ABOUT THIS TASK: Starting at the first line of the data below, repeat each line word for word up to and including the line with "Mark all occurrences of bird's head".

INFORMATION SUPPLIED:
··········
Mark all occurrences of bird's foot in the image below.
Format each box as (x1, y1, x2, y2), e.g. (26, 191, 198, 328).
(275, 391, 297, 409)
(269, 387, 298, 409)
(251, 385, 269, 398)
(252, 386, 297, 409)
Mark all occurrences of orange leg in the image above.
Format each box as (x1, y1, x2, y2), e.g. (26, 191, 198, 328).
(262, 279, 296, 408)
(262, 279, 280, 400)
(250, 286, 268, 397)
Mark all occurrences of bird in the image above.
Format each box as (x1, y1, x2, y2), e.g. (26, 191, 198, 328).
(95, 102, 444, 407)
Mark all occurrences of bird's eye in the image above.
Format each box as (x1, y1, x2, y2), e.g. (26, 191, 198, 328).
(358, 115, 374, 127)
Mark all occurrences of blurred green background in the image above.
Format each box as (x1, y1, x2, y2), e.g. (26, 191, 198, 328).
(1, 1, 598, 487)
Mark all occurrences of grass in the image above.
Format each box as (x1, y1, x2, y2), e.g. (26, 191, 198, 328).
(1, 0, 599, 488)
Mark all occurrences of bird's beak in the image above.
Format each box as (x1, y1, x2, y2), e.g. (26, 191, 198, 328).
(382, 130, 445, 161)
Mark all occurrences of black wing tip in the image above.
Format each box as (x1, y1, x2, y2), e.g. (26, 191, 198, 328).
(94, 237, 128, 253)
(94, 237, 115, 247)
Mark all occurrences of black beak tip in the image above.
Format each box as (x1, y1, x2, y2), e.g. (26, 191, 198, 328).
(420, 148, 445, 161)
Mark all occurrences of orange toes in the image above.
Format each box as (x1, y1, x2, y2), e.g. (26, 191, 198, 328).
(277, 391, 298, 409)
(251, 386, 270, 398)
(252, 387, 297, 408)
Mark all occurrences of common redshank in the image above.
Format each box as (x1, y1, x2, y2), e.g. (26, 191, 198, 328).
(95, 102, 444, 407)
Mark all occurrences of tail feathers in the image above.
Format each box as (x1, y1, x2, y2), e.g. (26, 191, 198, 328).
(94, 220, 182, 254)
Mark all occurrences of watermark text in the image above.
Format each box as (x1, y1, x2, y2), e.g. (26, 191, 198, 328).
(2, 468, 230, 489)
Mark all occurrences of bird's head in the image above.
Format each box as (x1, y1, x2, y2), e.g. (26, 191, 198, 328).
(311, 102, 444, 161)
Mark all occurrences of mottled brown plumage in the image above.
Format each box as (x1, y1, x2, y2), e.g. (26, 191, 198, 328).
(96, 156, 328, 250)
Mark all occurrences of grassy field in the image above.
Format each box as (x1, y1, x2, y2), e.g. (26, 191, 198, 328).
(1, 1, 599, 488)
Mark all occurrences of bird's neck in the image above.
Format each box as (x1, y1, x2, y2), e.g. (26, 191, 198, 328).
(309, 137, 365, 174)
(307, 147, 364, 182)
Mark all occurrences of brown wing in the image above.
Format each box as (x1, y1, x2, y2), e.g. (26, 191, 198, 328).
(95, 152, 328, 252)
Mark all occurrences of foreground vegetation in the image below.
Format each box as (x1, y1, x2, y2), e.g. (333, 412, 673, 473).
··········
SOLUTION TO THIS TASK:
Mark all occurrences of bird's foot in the image below.
Format each box as (x1, y1, x2, y2), e.g. (26, 191, 198, 328).
(275, 391, 297, 409)
(269, 387, 298, 409)
(251, 385, 269, 398)
(252, 386, 297, 409)
Mark all occurrences of orange leg in the image above.
Format each box as (x1, y1, x2, y2), e.g. (26, 191, 198, 328).
(262, 279, 296, 408)
(262, 279, 280, 400)
(250, 286, 268, 397)
Mark all occurrences of bird in the image above.
Format each box as (x1, y1, x2, y2), e.g. (26, 191, 198, 328).
(95, 102, 444, 407)
Mark all occurrences of bird's eye in the image above.
Format each box as (x1, y1, x2, y2), e.g. (26, 191, 198, 328).
(358, 115, 374, 127)
Mark all occurrences of blurred green background in the image above.
Format each box as (x1, y1, x2, y2), e.g. (26, 191, 198, 328).
(1, 1, 598, 487)
Mark all occurrences of grass in the image above.
Format each box as (x1, y1, x2, y2), e.g. (26, 191, 198, 328).
(1, 0, 599, 488)
Mark all occurrences of bird's beak in the image above.
Format each box as (x1, y1, x2, y2), e.g. (26, 191, 198, 328).
(382, 130, 445, 161)
Mark all occurrences of black wing tip in the image above.
Format each box as (x1, y1, x2, y2), e.g. (26, 191, 198, 328).
(94, 237, 128, 253)
(94, 237, 115, 247)
Mark all occurrences of black beak tip in the image above.
Format each box as (x1, y1, x2, y2), e.g. (26, 191, 198, 328).
(420, 148, 445, 161)
Mark all occurrences of orange toes in the image above.
Format each box as (x1, y1, x2, y2), e.g. (26, 191, 198, 328).
(277, 391, 298, 409)
(251, 386, 270, 398)
(252, 387, 297, 408)
Mark all occurrences of common redshank in the image above.
Format each box as (x1, y1, x2, y2), e.g. (26, 191, 198, 328).
(95, 102, 444, 407)
Mark all occurrences of tail feathers in the image above.
Format each box as (x1, y1, x2, y2), e.g. (26, 191, 198, 328).
(94, 220, 182, 254)
Mark all occurrences of watermark text in the image above.
Format each box as (x1, y1, x2, y2), e.g. (26, 191, 198, 328).
(2, 468, 230, 489)
Mark all occurrences of bird's head in the image above.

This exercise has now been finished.